__Quoted text__:

※ ※ ※

Lamb Burger (The Other Red Meat)

Lamb Burgers

The lamb burger is an extremely popular choice for burgers in the Middle East.

For those who can afford it, meat, beef, lamb or chicken, is a big part of many meals in the Arab world.

Lamb is prized for its flavor, and mostly free range lifestyle of flocks still led by shepherds.

Lamb meat is more expensive than beef due to the additional costs in raising the animals.

How to Make a Great Lamb Burger

lamb burgers

Star with a good cut of meat, something like the front shoulder which will provide a good amount of fat.

Have the meat ground, or put it into your food processor and chop it into very fine bits.

There are many burger recipes that you can follow for flavoring.

I’m a big fan of garlic so I make sure that goes in with the salt and pepper, and combined with the lamb.

Divide the meat mixture into equally sized large meatballs, then shape them into burgers using a biscuit cutter.

It is always a good practice to make an indentation in the center of each patty to keep them from swelling.

A large cast iron skillet over medium heat is perfect for cooking your lamb mixture burgers.

I like to use olive oil and will add that as I heat a large cast iron pan.

Add your burgers and cook for 3 to 5 minutes on each side or cook to your desired temperature. 

What is a Lamb?

A lamb is a sheep in its first year. 

Hogget meat comes from sheep in their second year, and mutton is the meat of older sheep. 

Lamb meat is typically from animals that are between one month, and one year old, with a carcass weight of 5.5 to 30 kg. 

Lamb meat is more tender than that of older sheep, and it is more commonly found on tables in Western countries.

In the Middle Ages, farmers discovered that sheep were the most productive crop, supplying meat, wool, skins for paper, and milk for butter and cheese.

What is a Lamb Burger?

Lamb Burger

Ground meat is thought to have been first consumed by the Ancient Egyptians, for various dishes.

It has since been formed into patties, and is very popular in a bun having been cooked over charcoal. 

Later on, the shape, contents, and names of these patties differed from country to country. 

Meat was ground using a sharp stone or knife rather than a grinder back then.

The burger itself can be traced all the way back to Eastern Mongolia. 

Apparently Genghis Khan and his army of fearsome Mongol warriors would place flat lamb patties under their saddles.

This action of pounding would tenderize the meat with the bouncing of their saddles. 

These early patties were claimed to have been transported into Russia and named steak tartar after Mongolian Tartar soldiers.

It was used by Arabs to make kibbeh, a ground lamb dish that was a forerunner to the hamburger that we consume today. 

Germans were the first to bring the burger concept to the United States, specifically from the city of Hamburg.

※ ※ ※

Stored data entries
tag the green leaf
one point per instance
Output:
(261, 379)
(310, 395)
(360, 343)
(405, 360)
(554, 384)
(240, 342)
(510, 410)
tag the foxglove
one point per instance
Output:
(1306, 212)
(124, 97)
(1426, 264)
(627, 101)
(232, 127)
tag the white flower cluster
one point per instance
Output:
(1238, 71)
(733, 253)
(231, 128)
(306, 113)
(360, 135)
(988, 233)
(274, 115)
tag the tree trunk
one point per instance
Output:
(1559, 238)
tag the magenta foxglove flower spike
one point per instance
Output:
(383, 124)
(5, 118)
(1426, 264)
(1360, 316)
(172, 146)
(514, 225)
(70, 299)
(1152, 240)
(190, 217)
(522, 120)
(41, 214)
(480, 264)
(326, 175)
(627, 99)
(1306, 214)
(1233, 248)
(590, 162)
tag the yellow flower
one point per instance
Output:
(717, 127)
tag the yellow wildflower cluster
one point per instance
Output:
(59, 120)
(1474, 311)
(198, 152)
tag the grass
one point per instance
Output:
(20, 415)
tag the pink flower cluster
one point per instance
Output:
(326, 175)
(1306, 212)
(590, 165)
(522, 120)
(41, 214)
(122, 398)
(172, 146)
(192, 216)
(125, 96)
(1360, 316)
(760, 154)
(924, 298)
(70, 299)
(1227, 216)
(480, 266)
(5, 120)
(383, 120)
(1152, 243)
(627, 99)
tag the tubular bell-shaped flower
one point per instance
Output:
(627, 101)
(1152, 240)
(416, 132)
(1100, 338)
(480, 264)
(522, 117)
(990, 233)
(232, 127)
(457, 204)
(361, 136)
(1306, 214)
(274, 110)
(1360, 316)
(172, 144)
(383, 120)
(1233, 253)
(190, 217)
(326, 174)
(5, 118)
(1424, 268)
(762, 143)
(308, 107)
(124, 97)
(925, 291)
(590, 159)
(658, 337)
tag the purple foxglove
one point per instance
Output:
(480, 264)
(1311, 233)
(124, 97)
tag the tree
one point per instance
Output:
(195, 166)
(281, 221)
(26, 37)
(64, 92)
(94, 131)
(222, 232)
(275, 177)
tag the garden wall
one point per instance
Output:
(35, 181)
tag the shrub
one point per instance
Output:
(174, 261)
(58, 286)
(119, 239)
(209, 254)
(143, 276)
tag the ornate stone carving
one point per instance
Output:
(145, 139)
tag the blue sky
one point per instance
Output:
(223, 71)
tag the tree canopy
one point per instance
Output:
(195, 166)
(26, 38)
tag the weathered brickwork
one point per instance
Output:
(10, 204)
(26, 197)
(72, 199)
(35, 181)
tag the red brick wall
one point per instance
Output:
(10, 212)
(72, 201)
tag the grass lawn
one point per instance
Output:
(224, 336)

※ ※ ※

__Instructions__:
#1 Answer these questions using the lamb burger page:
(a) Which cut of meat does it recommend starting with?
(b) What does it say hogget meat comes from?
(c) From which city did Germans bring the burger concept to the United States?
#2 Select every line of the records that contains the word "tree".
These records are unrelated to the lamb burger page.

__Outputs for the tasks__:
#1
(a) The front shoulder.
(b) Sheep in their second year.
(c) Hamburg.

#2
tag the tree trunk
tag the tree
tag the tree canopy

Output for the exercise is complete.